[Opening GIVEN DATA section]

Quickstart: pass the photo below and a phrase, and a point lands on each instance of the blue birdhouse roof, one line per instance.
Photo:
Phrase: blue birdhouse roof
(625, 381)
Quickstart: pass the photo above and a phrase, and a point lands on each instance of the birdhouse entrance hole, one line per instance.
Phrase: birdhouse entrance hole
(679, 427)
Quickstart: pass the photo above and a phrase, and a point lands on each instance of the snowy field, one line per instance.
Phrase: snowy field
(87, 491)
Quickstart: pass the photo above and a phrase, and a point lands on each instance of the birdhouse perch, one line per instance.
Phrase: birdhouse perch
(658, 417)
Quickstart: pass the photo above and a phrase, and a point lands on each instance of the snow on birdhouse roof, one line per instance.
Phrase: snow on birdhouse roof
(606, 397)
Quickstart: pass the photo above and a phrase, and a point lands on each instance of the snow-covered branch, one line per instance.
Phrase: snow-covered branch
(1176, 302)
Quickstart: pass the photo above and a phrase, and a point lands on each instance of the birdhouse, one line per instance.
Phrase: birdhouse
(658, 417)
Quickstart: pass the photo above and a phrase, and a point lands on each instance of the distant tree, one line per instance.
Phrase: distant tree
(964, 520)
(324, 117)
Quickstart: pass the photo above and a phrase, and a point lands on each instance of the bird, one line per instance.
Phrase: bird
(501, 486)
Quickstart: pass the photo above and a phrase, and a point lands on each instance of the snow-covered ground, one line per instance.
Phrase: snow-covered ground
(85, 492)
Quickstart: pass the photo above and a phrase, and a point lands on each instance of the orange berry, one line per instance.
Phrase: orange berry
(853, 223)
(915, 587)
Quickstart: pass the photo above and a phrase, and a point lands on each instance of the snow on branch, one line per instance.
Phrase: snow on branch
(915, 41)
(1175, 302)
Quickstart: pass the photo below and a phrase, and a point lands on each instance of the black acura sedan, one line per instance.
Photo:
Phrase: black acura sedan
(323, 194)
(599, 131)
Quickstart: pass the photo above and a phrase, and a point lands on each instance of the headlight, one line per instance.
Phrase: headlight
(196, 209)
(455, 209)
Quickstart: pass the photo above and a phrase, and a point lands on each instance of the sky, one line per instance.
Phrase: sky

[Closing GIVEN DATA section]

TRY IT -> From the line containing "berry, one line per instance." down to the end of the listing above, return each line exactly as it appears and nothing more.

ANSWER AREA ->
Quickstart: pass the photo above and a phrase, and a point lands on each instance of the orange berry, one line per instance.
Phrase: orange berry
(853, 223)
(915, 587)
Quickstart: pass the photo above and a phrase, and a point lands on each instance of the snow on branch, one line per instance.
Phrase: snow on branch
(915, 41)
(1175, 302)
Quickstart: pass the photo below and a phrase, and a point lands on each instance of the black acura sedan, one line per instance.
Photo:
Phrase: black acura sedan
(323, 194)
(599, 131)
Quickstart: pass the photo above and a phrase, and a point lands on each instance of the headlight, one line per instance.
Phrase: headlight
(196, 209)
(455, 209)
Quickstart: pass the photo above and a phrase, and a point lands on each instance of the sky, one line per instance.
Phrase: sky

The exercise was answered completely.